[Natural language region descriptions]
────

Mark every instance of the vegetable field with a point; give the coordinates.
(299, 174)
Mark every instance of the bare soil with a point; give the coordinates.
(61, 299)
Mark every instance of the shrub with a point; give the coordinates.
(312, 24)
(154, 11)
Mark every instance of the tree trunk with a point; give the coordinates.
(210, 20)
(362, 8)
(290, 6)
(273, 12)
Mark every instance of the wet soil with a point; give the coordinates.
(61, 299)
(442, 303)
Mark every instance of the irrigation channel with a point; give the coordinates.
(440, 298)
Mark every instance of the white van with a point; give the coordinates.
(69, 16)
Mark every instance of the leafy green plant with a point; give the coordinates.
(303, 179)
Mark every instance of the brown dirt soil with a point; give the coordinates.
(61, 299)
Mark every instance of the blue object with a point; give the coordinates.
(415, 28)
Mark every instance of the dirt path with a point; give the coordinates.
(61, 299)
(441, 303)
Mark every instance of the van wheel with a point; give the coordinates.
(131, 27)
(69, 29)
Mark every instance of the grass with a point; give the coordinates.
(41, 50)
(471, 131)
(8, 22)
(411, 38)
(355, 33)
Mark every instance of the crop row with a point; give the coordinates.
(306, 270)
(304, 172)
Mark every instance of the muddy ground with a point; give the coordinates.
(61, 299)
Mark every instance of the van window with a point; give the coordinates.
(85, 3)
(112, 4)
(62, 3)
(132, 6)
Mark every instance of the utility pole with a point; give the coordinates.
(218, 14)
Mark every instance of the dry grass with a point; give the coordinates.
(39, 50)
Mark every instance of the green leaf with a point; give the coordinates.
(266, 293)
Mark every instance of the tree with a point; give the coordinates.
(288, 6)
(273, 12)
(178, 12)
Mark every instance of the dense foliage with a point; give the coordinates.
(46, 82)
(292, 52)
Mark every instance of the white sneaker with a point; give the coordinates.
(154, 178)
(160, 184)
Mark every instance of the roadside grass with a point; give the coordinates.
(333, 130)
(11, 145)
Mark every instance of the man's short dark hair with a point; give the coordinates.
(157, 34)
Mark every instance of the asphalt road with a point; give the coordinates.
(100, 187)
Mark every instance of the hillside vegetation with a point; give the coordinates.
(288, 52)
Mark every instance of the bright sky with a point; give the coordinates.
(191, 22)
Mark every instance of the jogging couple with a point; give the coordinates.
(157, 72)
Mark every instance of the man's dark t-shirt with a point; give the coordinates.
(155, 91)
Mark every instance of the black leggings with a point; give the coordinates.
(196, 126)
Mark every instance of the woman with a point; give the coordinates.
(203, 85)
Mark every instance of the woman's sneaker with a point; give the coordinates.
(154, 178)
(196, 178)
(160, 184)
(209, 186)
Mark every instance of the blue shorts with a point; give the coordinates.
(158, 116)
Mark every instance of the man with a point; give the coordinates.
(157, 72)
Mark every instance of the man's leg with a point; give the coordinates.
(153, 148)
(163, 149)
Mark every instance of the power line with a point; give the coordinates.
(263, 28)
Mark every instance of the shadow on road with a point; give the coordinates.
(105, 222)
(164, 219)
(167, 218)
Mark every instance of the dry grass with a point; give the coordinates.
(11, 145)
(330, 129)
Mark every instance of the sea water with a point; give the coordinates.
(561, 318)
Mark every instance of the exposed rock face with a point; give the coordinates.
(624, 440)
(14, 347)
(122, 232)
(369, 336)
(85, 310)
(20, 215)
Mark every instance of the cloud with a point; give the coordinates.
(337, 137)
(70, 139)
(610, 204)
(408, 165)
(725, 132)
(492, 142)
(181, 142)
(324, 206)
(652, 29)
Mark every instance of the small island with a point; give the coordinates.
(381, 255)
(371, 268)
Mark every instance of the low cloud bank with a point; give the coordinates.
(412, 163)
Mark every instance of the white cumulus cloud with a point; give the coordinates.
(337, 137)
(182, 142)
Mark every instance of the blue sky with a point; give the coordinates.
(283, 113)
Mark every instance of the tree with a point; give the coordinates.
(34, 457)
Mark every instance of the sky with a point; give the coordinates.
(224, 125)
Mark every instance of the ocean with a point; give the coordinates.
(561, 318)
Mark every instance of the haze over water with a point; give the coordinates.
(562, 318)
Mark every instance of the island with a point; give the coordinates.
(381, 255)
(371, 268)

────

**TASK DIRECTIONS:**
The entries shown above must be restated word for word.

**EXPECTED OUTPUT:**
Mark every instance of the vegetable field with a point; give the coordinates.
(299, 174)
Mark every instance of the bare soil with a point; give the coordinates.
(61, 299)
Mark every instance of the shrub with a point; give the coordinates.
(312, 24)
(154, 11)
Mark every instance of the tree trunk with a point; give the coordinates.
(210, 20)
(362, 8)
(290, 6)
(273, 12)
Mark every instance of the wet soil with a point; give the coordinates.
(61, 299)
(442, 303)
Mark every instance of the irrigation channel with a point; give the coordinates.
(440, 298)
Mark every instance of the white van with a point; give the coordinates.
(69, 16)
Mark every instance of the leafy green plant with a point; give the coordinates.
(303, 179)
Mark every instance of the brown dirt soil with a point; give the coordinates.
(61, 299)
Mark every instance of the blue object with a point; give the coordinates.
(415, 28)
Mark every instance of the dirt path with a point; give the coordinates.
(61, 299)
(441, 303)
Mark every instance of the van wheel with a point; give the coordinates.
(131, 27)
(69, 29)
Mark every instance of the grass with a point; give the coordinates.
(41, 50)
(471, 131)
(8, 22)
(411, 38)
(355, 33)
Mark every instance of the crop row with a point; give the coordinates.
(306, 270)
(304, 172)
Mark every instance of the muddy ground with a point; give the coordinates.
(61, 299)
Mark every instance of the van window with a point; give the coordinates.
(85, 3)
(112, 4)
(62, 3)
(132, 6)
Mark every instance of the utility pole with a point; give the coordinates.
(218, 14)
Mark every instance of the dry grass with a point; give the coordinates.
(39, 50)
Mark every instance of the green leaf with a point; give the coordinates.
(266, 293)
Mark every instance of the tree with a point; give the coordinates.
(288, 6)
(273, 12)
(178, 12)
Mark every instance of the dense foliage with a point; give the coordinates.
(46, 82)
(292, 52)
Mark every instance of the white sneaker with a point; give the coordinates.
(154, 178)
(160, 184)
Mark every instance of the roadside grass with a point; give the coordinates.
(333, 130)
(11, 145)
Mark every instance of the man's short dark hair with a point; give the coordinates.
(157, 34)
Mark every instance of the asphalt road with a point; give the coordinates.
(100, 187)
Mark every instance of the hillside vegetation with a point; give the coordinates.
(288, 52)
Mark every instance of the bright sky with a point; give the coordinates.
(191, 22)
Mark every instance of the jogging couple with a point; give the coordinates.
(157, 72)
Mark every instance of the man's dark t-shirt with a point; give the coordinates.
(155, 91)
Mark every instance of the black leggings with a point; give the coordinates.
(196, 126)
Mark every instance of the woman with a point; give the coordinates.
(203, 85)
Mark every instance of the woman's sneaker with a point; give the coordinates.
(154, 178)
(196, 178)
(160, 184)
(209, 186)
Mark every instance of the blue shorts with a point; give the coordinates.
(158, 116)
Mark every instance of the man with a point; give the coordinates.
(157, 72)
Mark every instance of the man's leg with a point; give the coordinates.
(153, 148)
(163, 149)
Mark every instance of the power line with a point; give the coordinates.
(263, 28)
Mark every instance of the shadow on road with a point; give the coordinates.
(105, 222)
(164, 219)
(167, 218)
Mark every instance of the dry grass with a point; give the coordinates.
(11, 145)
(330, 129)
Mark every instance of the sea water with a point; give the coordinates.
(561, 318)
Mark every instance of the exposed rock face with a point; give the coordinates.
(624, 440)
(14, 347)
(122, 232)
(369, 336)
(85, 310)
(20, 215)
Mark every instance of the cloud with a point; give the coordinates.
(337, 137)
(70, 139)
(610, 204)
(408, 165)
(725, 132)
(492, 142)
(181, 142)
(324, 206)
(652, 29)
Mark every instance of the small island with a point; give the coordinates.
(381, 255)
(371, 268)
Mark every instance of the low cloud bank with a point; give the coordinates.
(412, 163)
Mark every instance of the white cumulus cloud with a point; give the coordinates.
(337, 137)
(182, 142)
Mark every instance of the blue sky with a point; give the coordinates.
(283, 113)
Mark every instance of the tree with a point; give the coordinates.
(34, 457)
Mark every instance of the sky with a point; give the coordinates.
(224, 125)
Mark every instance of the ocean with a point; give the coordinates.
(561, 318)
Mark every instance of the haze over water with a point; give the coordinates.
(562, 318)
Mark every instance of the island with a point; give the coordinates.
(381, 255)
(371, 268)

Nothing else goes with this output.